→ **Problem details**
Please retype the entries that follow exactly as they are, leaving the images behind.

◇ ◇ ◇ ◇ ◇

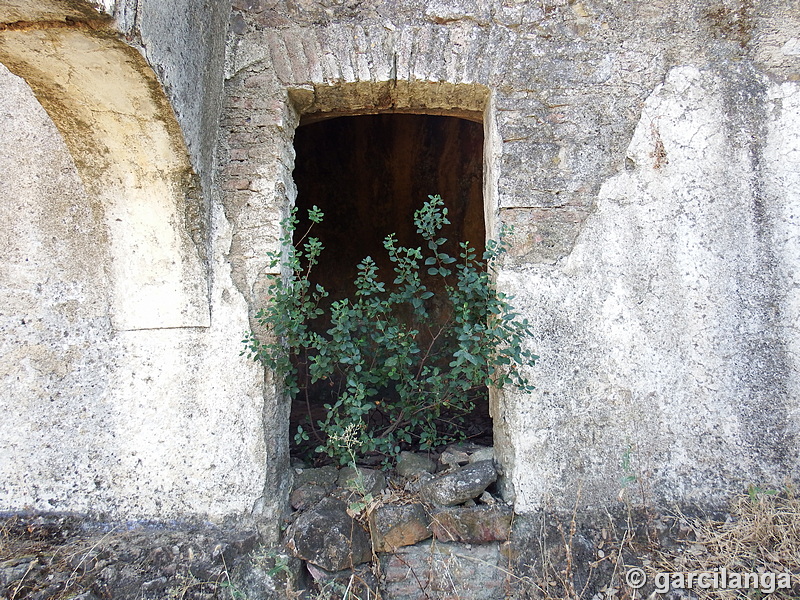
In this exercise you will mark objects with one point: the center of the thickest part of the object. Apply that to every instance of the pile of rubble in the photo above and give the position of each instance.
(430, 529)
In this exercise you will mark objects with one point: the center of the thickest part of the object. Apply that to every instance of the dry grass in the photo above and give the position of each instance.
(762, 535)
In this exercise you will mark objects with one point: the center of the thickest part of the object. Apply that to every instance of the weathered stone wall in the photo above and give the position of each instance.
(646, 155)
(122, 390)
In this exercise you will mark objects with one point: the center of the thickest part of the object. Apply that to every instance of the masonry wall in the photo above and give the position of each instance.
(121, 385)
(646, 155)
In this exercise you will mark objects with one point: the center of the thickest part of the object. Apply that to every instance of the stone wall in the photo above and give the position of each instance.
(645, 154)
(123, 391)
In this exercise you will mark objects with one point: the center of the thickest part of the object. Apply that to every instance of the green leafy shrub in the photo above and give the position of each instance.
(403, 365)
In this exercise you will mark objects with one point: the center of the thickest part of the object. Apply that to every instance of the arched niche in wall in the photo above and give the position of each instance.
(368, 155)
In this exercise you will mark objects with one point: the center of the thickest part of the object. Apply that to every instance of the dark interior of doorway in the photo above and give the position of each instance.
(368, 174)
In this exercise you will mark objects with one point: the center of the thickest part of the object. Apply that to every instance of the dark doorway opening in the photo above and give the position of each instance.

◇ ◇ ◇ ◇ ◇

→ **Final answer**
In this exercise you will mark objects with one point: the center of the thickest part of the object. Apply that to every instance of the pile of rubble in the photo above and give the position of each instance.
(430, 529)
In this exercise you will mark objects with one point: the center of the thickest part of the object. Apply that to every instance of the dry grass in the photo above and give the position of each instance.
(762, 535)
In this exercise you will mark objects with one point: the center of the thickest part of the object. Apply that to every instance of the weathered stone wall in the photo above and give the position of each instance.
(646, 155)
(122, 390)
In this exercise you will mark objects with one point: the center of the thickest part of the object. Apply that to every instance of the masonry wall in the photo above and give the position of each instance.
(121, 385)
(646, 155)
In this exercise you will mark objects with one point: the center of the thickest part of the object. Apply that to every instance of the stone wall in the photo above and give the position of each instance.
(645, 154)
(123, 391)
In this exercise you will mark objects with one point: the center of the thickest part of the object. Apply that to every instance of the green leafy shrub in the photo above and give the position of each instance.
(403, 365)
In this exercise you will mark objects with one point: the center of the thickest part of the object. Apply that to every instance of the arched niche in wall in the photo above and give the position of each instance.
(368, 155)
In this exercise you will mark objects with one point: the center of the thickest part of the object. Apply that to every instance of the dark interior of doorway in the photo above and give the position of each instance.
(368, 174)
In this exercise you will mark objects with one point: the center of the thickest part of the object. Apply that to every instance of the dark doorway opening in the photo above and give the position of each instance.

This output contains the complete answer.